* Required task *
Return every entry exactly as written.

* Material for this exercise *
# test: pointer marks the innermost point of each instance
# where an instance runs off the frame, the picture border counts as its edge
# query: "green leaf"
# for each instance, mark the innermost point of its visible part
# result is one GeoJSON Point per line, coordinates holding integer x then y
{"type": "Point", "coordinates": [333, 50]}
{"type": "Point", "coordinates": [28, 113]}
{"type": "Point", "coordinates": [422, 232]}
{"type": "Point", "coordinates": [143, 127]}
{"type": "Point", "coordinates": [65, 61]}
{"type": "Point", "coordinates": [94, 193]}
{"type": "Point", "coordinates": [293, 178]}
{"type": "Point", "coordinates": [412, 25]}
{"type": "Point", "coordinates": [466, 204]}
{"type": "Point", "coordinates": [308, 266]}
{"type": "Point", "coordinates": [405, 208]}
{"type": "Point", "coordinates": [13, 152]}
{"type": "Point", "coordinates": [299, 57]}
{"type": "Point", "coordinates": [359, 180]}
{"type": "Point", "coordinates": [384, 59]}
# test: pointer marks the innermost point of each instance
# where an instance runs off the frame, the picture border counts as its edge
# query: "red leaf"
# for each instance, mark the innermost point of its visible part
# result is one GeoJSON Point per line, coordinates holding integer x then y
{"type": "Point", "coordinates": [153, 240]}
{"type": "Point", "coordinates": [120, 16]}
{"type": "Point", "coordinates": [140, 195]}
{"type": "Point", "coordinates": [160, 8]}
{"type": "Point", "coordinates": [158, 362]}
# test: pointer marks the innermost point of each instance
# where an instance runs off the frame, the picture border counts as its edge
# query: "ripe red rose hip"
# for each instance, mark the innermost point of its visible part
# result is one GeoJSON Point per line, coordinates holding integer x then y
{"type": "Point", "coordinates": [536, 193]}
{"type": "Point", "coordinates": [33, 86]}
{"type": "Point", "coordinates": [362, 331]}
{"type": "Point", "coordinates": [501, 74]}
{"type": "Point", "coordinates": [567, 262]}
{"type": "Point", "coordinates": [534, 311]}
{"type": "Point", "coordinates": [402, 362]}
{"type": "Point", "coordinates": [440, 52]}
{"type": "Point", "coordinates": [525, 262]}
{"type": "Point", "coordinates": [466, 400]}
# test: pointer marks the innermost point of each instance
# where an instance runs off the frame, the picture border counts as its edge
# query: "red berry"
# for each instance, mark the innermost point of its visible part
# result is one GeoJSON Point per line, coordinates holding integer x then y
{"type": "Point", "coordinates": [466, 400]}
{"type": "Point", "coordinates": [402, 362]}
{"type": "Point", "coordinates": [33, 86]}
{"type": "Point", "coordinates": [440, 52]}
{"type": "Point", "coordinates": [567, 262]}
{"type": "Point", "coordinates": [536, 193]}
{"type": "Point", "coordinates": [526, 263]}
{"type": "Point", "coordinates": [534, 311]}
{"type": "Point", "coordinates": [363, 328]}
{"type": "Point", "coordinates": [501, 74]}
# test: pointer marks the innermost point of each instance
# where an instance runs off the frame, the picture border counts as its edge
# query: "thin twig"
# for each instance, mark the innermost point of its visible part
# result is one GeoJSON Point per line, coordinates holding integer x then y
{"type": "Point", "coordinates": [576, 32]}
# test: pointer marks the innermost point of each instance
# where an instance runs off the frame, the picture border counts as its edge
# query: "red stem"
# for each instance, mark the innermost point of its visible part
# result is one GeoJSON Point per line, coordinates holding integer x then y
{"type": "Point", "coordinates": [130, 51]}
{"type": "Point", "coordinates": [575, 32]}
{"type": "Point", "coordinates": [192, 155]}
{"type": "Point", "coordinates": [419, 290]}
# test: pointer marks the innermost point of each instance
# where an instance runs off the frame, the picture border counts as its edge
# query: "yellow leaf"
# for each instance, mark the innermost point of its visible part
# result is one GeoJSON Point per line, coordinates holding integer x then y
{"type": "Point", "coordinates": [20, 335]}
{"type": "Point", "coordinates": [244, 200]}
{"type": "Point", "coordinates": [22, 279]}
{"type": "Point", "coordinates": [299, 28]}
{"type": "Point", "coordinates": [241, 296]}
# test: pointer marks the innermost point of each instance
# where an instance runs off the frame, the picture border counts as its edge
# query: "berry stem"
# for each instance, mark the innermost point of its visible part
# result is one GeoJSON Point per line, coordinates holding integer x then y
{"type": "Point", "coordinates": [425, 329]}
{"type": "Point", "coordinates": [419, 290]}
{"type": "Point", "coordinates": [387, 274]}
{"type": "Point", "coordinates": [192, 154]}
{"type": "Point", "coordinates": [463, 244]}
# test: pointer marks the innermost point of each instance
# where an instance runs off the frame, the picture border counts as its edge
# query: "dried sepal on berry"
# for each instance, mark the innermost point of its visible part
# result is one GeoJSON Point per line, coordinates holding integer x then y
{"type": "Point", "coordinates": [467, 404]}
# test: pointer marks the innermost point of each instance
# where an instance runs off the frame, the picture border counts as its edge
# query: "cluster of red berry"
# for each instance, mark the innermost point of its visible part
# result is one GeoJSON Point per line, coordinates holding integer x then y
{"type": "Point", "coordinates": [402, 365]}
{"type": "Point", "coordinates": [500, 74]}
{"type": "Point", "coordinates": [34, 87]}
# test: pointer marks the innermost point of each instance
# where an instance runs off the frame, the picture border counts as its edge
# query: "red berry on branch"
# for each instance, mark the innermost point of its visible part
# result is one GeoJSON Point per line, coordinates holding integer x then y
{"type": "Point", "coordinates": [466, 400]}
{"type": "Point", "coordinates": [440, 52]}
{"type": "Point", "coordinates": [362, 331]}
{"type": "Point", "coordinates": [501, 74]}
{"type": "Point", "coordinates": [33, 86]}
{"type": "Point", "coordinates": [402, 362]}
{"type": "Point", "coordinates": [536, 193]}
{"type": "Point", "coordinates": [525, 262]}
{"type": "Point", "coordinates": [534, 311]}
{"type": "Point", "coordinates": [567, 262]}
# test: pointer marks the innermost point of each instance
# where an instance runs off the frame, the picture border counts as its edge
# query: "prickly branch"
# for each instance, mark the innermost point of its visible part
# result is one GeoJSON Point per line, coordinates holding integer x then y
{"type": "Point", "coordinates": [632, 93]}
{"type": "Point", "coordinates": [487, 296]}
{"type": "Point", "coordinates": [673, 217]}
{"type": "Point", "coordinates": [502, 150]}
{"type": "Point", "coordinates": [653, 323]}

* Answer to this problem *
# test: pointer marks the innermost point of each instance
# where an instance runs off the frame, the picture border counts as its edge
# query: "green leaf"
# for each instance, mark the innermost point of its visible part
# result is one GeoJSON Point per line, coordinates holding integer x then y
{"type": "Point", "coordinates": [333, 50]}
{"type": "Point", "coordinates": [28, 113]}
{"type": "Point", "coordinates": [422, 232]}
{"type": "Point", "coordinates": [143, 127]}
{"type": "Point", "coordinates": [65, 61]}
{"type": "Point", "coordinates": [94, 193]}
{"type": "Point", "coordinates": [293, 178]}
{"type": "Point", "coordinates": [412, 25]}
{"type": "Point", "coordinates": [466, 204]}
{"type": "Point", "coordinates": [308, 266]}
{"type": "Point", "coordinates": [405, 208]}
{"type": "Point", "coordinates": [13, 152]}
{"type": "Point", "coordinates": [299, 57]}
{"type": "Point", "coordinates": [359, 180]}
{"type": "Point", "coordinates": [384, 59]}
# test: pointer marks the innermost point of each instance
# where an instance runs off the frame, the picture border counts as its edge
# query: "red leaf"
# for each instance, mark the innermost point of its visible part
# result is one GeoJSON Point per line, coordinates holding integer x then y
{"type": "Point", "coordinates": [153, 240]}
{"type": "Point", "coordinates": [120, 16]}
{"type": "Point", "coordinates": [140, 195]}
{"type": "Point", "coordinates": [160, 8]}
{"type": "Point", "coordinates": [158, 362]}
# test: pointer marks the innermost point of each instance
# where an instance runs off the frame, the picture border counts as its edge
# query: "ripe red rose hip"
# for each instance, mark the innermost point of its visible part
# result is one GeoJSON Point per line, coordinates holding integer x then y
{"type": "Point", "coordinates": [536, 193]}
{"type": "Point", "coordinates": [33, 86]}
{"type": "Point", "coordinates": [362, 331]}
{"type": "Point", "coordinates": [501, 74]}
{"type": "Point", "coordinates": [567, 262]}
{"type": "Point", "coordinates": [534, 311]}
{"type": "Point", "coordinates": [402, 362]}
{"type": "Point", "coordinates": [440, 52]}
{"type": "Point", "coordinates": [525, 262]}
{"type": "Point", "coordinates": [466, 400]}
# test: pointer marks the innermost point of each instance
# where an instance runs off the frame, the picture border counts as its edge
# query: "red berry"
# for each instance, mark the innermost point of its visible part
# result is one GeoJSON Point per line, coordinates holding integer x then y
{"type": "Point", "coordinates": [466, 400]}
{"type": "Point", "coordinates": [402, 362]}
{"type": "Point", "coordinates": [33, 86]}
{"type": "Point", "coordinates": [440, 52]}
{"type": "Point", "coordinates": [567, 262]}
{"type": "Point", "coordinates": [536, 193]}
{"type": "Point", "coordinates": [526, 263]}
{"type": "Point", "coordinates": [534, 311]}
{"type": "Point", "coordinates": [363, 328]}
{"type": "Point", "coordinates": [501, 74]}
# test: pointer marks the innermost point of each instance
# where an instance runs off the frame, the picture border counts as its edge
# query: "thin twig"
# for each instance, mark the innermost point of its visible part
# result is one GeoJSON Point per line, coordinates holding integer x then y
{"type": "Point", "coordinates": [576, 32]}
# test: pointer marks the innermost point of each instance
# where an instance runs off the frame, the picture border counts as its edge
# query: "red stem"
# for each instance, mark the innermost point of its visible part
# result is one GeoJSON Point per line, coordinates holding integer x then y
{"type": "Point", "coordinates": [130, 51]}
{"type": "Point", "coordinates": [575, 32]}
{"type": "Point", "coordinates": [192, 155]}
{"type": "Point", "coordinates": [419, 290]}
# test: pointer marks the innermost point of each instance
# where an instance runs off the frame, the picture border counts as its edge
# query: "yellow leaf"
# for each instance, mark the innermost point of its visible part
# result is one GeoJSON Point per line, coordinates holding integer x then y
{"type": "Point", "coordinates": [20, 335]}
{"type": "Point", "coordinates": [244, 200]}
{"type": "Point", "coordinates": [22, 279]}
{"type": "Point", "coordinates": [299, 28]}
{"type": "Point", "coordinates": [241, 296]}
# test: pointer marks the innermost point of each instance
# where an instance runs off the frame, the picture border counts as its edge
# query: "berry stem"
# for each instance, mark the innermost point of its visible part
# result is one GeoJSON Point per line, coordinates holding integer x then y
{"type": "Point", "coordinates": [425, 329]}
{"type": "Point", "coordinates": [419, 290]}
{"type": "Point", "coordinates": [387, 274]}
{"type": "Point", "coordinates": [192, 154]}
{"type": "Point", "coordinates": [463, 244]}
# test: pointer marks the innermost point of each instance
# where an instance runs off the frame, the picture border counts as its edge
# query: "dried sepal on berry"
# for each instance, mark the innermost point of its visible part
# result is one GeoJSON Point per line, coordinates holding integer x then y
{"type": "Point", "coordinates": [467, 404]}
# test: pointer marks the innermost point of each instance
# where an instance runs off the frame, the picture border counts as its edge
# query: "cluster of red berry"
# for each instance, mark the innermost point of its visible part
# result is one GeoJSON Point per line, coordinates holding integer x then y
{"type": "Point", "coordinates": [402, 365]}
{"type": "Point", "coordinates": [500, 74]}
{"type": "Point", "coordinates": [34, 87]}
# test: pointer marks the innermost point of each instance
# where an instance runs off the frame, the picture border counts as its edge
# query: "red berry on branch"
# for each instance, mark the innermost point of its visible part
# result is one GeoJSON Point per line, coordinates holding integer x then y
{"type": "Point", "coordinates": [466, 400]}
{"type": "Point", "coordinates": [440, 52]}
{"type": "Point", "coordinates": [362, 331]}
{"type": "Point", "coordinates": [501, 74]}
{"type": "Point", "coordinates": [33, 86]}
{"type": "Point", "coordinates": [402, 362]}
{"type": "Point", "coordinates": [536, 193]}
{"type": "Point", "coordinates": [525, 262]}
{"type": "Point", "coordinates": [534, 311]}
{"type": "Point", "coordinates": [567, 262]}
# test: pointer marks the innermost point of each instance
# where an instance runs off the frame, the picture border counts as its edge
# query: "prickly branch"
# for each instance, mark the innermost point of its visible part
# result is one GeoJSON Point per line, coordinates holding integer x then y
{"type": "Point", "coordinates": [632, 93]}
{"type": "Point", "coordinates": [487, 296]}
{"type": "Point", "coordinates": [673, 217]}
{"type": "Point", "coordinates": [502, 150]}
{"type": "Point", "coordinates": [653, 323]}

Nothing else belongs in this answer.